EXTRACTED RECORDS Start Marker

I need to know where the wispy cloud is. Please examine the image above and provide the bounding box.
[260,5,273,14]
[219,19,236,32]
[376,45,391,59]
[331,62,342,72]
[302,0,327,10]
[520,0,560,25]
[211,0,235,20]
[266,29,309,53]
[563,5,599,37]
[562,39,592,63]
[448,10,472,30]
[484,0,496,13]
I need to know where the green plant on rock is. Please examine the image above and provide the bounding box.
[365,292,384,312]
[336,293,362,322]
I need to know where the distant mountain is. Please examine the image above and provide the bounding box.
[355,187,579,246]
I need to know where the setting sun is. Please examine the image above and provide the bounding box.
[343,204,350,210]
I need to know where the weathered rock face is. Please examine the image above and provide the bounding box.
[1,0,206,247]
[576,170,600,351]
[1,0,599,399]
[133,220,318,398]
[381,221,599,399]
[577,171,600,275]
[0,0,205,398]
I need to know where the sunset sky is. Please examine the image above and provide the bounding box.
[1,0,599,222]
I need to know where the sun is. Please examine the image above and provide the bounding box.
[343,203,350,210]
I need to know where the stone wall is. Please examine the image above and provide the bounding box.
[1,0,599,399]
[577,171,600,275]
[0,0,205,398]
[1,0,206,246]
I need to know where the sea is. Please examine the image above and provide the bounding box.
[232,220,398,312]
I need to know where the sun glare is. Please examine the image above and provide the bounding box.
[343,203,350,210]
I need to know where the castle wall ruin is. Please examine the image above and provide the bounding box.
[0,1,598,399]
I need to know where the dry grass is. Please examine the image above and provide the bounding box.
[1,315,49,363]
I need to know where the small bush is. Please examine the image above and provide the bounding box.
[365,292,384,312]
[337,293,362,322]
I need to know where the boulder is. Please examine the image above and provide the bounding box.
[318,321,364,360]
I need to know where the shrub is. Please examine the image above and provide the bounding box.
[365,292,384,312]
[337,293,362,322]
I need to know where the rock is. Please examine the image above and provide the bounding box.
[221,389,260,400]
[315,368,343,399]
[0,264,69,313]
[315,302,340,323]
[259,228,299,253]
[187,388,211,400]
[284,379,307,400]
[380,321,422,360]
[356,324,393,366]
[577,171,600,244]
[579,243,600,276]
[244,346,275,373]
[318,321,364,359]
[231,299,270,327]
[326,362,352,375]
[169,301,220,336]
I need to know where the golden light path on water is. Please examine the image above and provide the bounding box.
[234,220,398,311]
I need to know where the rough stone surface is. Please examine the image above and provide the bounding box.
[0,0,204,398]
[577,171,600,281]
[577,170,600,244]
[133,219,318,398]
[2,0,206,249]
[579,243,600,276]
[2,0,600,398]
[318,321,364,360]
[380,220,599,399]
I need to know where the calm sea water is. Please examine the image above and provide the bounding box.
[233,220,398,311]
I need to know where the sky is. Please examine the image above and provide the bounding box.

EXTRACTED RECORDS End Marker

THE TASK: Could I ask you to return the records exactly and in full?

EXERCISE RESULT:
I need to know where the wispy cloud is. Please examine the image above and provide the bounding box.
[260,5,273,14]
[219,19,236,32]
[376,45,391,59]
[331,62,342,72]
[302,0,327,10]
[520,0,560,25]
[211,0,235,20]
[266,29,309,53]
[563,5,599,37]
[562,39,592,63]
[448,10,472,30]
[484,0,496,13]
I need to know where the green plant on rock is. Please examine the image above and provide the bounding box.
[365,292,384,312]
[336,293,362,322]
I need to know where the distant mountain is. Please examine the image above and provide the bounding box.
[355,187,579,246]
I need to know where the setting sun is. Please examine the image above and provide the bounding box.
[343,204,350,210]
I need to know where the weathered rock face is. Please examine the image above and provide the bounding box.
[1,0,206,247]
[576,170,600,351]
[1,0,599,399]
[133,220,318,398]
[381,221,599,399]
[577,171,600,275]
[0,0,205,398]
I need to know where the sunset sky is. Please examine the image above and provide the bounding box.
[1,0,599,222]
I need to know where the sun is. Please examine the image above and provide the bounding box.
[343,203,350,210]
I need to know where the stone wall is. Please examine the image above and provide the bounding box.
[1,0,599,399]
[577,171,600,275]
[0,0,205,398]
[1,0,206,246]
I need to know where the sea is. Please examine the image above and provide the bounding box.
[232,220,398,312]
I need to know where the sun glare is. Please examine the image above and provide the bounding box.
[343,203,350,210]
I need to know where the castle wall ruin is. Please examine the image above and provide the bounding box.
[0,1,598,399]
I need to know where the dry grass is. Please examine the image above and provide the bounding box.
[1,315,49,363]
I need to know where the small bush is. Please examine the image above and provide the bounding box.
[365,292,384,312]
[337,293,362,322]
I need to know where the boulder is. Please examine the image above and provide the bounding box.
[318,321,364,360]
I need to know where the shrub is. Please examine the image above and provide the bounding box.
[365,292,384,312]
[337,293,362,322]
I need to know where the rock is. Please examine the image above and provide the bounding box.
[221,389,260,400]
[315,368,343,399]
[0,264,69,313]
[315,302,340,323]
[259,228,299,253]
[187,388,211,400]
[284,379,307,400]
[380,321,422,360]
[356,324,393,366]
[577,171,600,244]
[579,243,600,276]
[244,346,275,373]
[318,321,364,359]
[231,299,270,327]
[326,362,352,375]
[169,301,220,336]
I need to know where the golden light path on water is. Please examine the image above and provide the bounding box.
[234,220,398,311]
I need to know where the rough stone surface is. Please examine the image above and provide the bounding box.
[0,0,204,398]
[577,171,600,281]
[577,170,600,244]
[133,219,318,398]
[2,0,206,249]
[579,243,600,276]
[2,0,600,398]
[318,321,364,360]
[380,220,599,399]
I need to know where the calm sea water is. Please examine the image above and provide the bounding box.
[233,220,398,311]
I need to know where the sky is. Please examine the image above and provide the bounding box.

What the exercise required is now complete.